### Excerpts from a location annotation dataset
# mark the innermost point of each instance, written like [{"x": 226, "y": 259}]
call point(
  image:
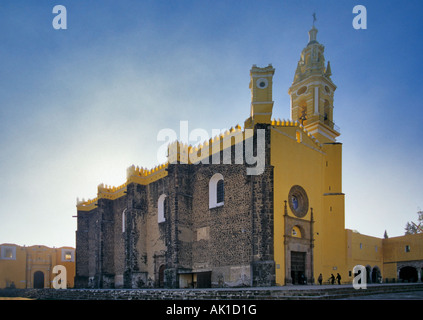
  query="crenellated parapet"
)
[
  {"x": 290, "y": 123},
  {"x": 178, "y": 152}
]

==

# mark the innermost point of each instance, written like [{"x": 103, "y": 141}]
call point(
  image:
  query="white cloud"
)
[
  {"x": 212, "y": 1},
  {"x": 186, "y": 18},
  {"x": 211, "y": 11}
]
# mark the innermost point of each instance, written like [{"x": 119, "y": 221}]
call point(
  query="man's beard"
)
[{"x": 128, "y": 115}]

### WHAT IS NEEDED
Please pick out every line of the items above that contains the word "instance". Case counts.

### SOLUTION TO THE EXERCISE
# mark the innermost point of each instance, written like [{"x": 226, "y": 259}]
# mark the innermost point of each instance, written like [{"x": 103, "y": 141}]
# mark the innermost point of each instance, written like [{"x": 119, "y": 221}]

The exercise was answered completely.